WHAT THIS TASK INVOLVES:
Rewrite the data below as a Markdown table with the columns Row and Line, giving each non-blank line a row number. Begin at the line that contains "of the helicopter" and continue through the end of the data.

DATASET EXTRACT:

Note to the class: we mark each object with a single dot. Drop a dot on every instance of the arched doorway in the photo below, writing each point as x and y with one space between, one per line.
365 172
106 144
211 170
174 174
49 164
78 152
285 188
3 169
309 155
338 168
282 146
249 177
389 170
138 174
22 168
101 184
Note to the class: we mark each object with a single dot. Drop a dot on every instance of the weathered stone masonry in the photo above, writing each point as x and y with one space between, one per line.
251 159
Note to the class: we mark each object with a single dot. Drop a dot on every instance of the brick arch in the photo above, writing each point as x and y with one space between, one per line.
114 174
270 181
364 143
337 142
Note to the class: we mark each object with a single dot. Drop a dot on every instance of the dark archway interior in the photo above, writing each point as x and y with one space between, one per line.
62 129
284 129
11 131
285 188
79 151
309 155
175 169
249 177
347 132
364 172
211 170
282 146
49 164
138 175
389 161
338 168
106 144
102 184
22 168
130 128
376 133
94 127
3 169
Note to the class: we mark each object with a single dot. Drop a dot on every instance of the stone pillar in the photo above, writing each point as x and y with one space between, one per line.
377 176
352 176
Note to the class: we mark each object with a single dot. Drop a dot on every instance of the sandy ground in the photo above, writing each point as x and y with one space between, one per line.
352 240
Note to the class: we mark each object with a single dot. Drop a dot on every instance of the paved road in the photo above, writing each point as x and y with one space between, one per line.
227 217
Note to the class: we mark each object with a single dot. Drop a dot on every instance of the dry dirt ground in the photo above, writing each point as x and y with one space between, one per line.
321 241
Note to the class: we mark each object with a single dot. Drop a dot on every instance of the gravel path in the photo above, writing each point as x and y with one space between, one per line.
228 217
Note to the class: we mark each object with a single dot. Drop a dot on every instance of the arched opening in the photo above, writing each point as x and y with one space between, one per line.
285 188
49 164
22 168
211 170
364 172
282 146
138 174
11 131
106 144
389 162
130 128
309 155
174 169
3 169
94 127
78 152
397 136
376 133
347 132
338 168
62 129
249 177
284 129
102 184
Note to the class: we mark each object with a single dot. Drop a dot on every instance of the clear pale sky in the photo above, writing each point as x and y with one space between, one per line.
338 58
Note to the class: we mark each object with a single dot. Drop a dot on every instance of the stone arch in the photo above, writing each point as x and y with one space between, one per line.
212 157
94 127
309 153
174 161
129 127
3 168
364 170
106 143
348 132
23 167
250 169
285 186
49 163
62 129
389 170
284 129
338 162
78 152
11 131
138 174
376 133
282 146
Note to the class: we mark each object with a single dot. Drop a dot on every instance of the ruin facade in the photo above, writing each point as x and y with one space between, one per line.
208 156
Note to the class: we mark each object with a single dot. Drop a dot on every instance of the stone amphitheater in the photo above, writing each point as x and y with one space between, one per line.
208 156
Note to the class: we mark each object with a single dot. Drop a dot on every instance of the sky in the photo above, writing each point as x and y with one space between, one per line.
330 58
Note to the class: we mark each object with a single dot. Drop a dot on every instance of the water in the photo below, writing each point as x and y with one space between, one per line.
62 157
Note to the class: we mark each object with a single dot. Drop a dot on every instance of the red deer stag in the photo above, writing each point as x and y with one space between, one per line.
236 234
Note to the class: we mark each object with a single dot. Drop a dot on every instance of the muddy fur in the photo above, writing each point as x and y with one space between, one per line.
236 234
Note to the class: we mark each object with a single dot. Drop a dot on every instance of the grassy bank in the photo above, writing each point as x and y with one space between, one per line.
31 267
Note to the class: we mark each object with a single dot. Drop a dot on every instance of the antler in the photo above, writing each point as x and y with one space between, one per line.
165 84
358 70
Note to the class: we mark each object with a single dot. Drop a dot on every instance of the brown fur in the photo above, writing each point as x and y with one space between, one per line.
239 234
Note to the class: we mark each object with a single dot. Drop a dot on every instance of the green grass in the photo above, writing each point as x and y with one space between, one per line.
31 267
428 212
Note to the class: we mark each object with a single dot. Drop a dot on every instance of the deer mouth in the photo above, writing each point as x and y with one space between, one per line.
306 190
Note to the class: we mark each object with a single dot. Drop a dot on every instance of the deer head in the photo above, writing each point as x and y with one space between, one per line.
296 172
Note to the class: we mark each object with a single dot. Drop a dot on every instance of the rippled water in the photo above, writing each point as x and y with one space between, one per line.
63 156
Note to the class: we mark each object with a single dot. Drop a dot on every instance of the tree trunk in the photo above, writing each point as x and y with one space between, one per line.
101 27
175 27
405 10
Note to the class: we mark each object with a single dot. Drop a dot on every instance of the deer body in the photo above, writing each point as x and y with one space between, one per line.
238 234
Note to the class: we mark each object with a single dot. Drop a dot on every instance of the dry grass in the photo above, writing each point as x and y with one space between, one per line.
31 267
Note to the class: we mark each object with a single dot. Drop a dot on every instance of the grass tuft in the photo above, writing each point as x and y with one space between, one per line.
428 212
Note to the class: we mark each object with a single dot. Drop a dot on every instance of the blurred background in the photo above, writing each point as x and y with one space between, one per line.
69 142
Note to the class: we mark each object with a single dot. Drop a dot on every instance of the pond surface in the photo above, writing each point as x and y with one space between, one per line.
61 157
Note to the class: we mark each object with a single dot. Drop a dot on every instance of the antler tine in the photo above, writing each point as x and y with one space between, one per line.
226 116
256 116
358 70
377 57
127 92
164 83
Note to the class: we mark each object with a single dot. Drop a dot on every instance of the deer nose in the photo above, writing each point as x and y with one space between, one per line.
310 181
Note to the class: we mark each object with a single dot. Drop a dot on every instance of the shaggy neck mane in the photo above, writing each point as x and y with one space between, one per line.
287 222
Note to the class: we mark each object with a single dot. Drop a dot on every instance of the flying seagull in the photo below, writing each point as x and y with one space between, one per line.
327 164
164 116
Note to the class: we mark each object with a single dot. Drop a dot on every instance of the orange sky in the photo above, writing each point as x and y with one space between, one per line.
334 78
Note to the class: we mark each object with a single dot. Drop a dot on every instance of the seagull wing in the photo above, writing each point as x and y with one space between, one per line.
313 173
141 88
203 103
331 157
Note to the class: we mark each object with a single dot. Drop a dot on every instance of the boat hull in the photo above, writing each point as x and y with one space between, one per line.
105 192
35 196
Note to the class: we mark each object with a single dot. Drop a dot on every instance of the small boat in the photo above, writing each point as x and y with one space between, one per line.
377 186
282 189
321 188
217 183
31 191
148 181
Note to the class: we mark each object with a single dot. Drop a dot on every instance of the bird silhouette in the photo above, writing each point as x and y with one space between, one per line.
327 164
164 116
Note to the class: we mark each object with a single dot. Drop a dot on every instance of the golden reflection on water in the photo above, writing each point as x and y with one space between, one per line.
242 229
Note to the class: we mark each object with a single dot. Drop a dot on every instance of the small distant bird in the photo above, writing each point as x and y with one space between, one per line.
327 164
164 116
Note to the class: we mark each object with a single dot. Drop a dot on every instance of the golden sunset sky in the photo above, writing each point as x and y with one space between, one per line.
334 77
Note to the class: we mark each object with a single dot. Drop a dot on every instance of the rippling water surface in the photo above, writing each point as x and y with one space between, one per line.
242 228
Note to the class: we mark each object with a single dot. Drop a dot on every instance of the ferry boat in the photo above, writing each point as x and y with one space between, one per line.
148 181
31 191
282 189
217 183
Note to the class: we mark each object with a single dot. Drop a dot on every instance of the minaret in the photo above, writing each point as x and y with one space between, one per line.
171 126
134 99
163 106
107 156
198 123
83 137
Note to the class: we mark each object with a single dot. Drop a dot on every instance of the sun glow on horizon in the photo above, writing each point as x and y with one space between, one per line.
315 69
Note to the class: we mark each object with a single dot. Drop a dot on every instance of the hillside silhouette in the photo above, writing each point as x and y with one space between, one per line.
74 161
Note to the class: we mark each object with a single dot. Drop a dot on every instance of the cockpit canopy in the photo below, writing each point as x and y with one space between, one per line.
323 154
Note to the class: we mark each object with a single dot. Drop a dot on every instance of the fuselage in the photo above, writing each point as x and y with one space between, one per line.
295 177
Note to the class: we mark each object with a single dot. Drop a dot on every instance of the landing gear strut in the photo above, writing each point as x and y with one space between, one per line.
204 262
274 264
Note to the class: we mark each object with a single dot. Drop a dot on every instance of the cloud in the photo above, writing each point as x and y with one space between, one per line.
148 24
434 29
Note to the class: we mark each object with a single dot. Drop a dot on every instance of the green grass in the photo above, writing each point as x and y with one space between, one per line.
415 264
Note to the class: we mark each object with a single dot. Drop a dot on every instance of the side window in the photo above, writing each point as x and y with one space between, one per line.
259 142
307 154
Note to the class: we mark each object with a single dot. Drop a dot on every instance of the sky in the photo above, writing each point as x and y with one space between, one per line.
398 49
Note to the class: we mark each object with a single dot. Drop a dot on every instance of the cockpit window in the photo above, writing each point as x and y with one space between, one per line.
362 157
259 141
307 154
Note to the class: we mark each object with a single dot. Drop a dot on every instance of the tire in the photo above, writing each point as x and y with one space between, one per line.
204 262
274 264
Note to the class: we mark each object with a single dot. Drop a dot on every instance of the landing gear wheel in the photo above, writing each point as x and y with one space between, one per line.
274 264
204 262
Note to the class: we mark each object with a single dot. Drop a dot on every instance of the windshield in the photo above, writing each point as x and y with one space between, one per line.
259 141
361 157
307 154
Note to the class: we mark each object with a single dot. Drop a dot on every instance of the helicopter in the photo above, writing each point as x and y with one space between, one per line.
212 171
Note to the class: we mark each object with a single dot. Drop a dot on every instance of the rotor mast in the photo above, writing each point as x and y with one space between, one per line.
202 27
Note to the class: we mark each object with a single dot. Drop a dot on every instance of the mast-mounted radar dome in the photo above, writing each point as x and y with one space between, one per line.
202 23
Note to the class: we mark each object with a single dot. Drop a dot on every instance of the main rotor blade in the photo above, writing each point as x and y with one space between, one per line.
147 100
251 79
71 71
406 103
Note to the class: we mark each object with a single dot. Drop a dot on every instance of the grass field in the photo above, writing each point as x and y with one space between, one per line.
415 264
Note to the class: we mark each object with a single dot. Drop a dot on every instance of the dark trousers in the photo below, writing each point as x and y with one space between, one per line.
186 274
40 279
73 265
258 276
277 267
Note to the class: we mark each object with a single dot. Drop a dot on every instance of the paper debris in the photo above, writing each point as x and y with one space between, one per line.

RESULT OF THIS EXERCISE:
| Row | Line |
|---|---|
| 1 | Note to the class: we mark each object with a single dot. Drop a dot on every instance of the helicopter in the photo above, writing each point as x and y with one space between, one per line. |
| 2 | 212 171 |
| 3 | Note to the class: we mark each object with a single dot. Drop a dot on every instance of the rotor mast in the photo above, writing each point as x and y with one space between, one per line. |
| 4 | 202 27 |
| 5 | Note to the class: we mark each object with a single dot. Drop a dot on every instance of the mast-mounted radar dome in the photo above, writing each point as x and y with one space between, one per line. |
| 6 | 202 23 |
| 7 | Note to the class: we mark each object with a single dot. Drop a dot on every instance of the main rotor blade in the photo above, writing each point as x and y with one space between, one per line. |
| 8 | 147 100 |
| 9 | 251 79 |
| 10 | 71 71 |
| 11 | 406 103 |
| 12 | Note to the class: we mark each object with a single dot. Drop a dot on every instance of the grass field in the photo above, writing each point as x and y with one space between, one per line. |
| 13 | 415 264 |
| 14 | Note to the class: we mark each object with a single dot. Drop a dot on every instance of the dark trousers in the photo below, writing each point as x and y with one space between, one per line. |
| 15 | 186 274 |
| 16 | 40 279 |
| 17 | 73 265 |
| 18 | 258 276 |
| 19 | 277 267 |
| 20 | Note to the class: we mark each object with a single dot. Drop a dot on every instance of the paper debris in the photo above, writing each point as x and y with one space between, one per line. |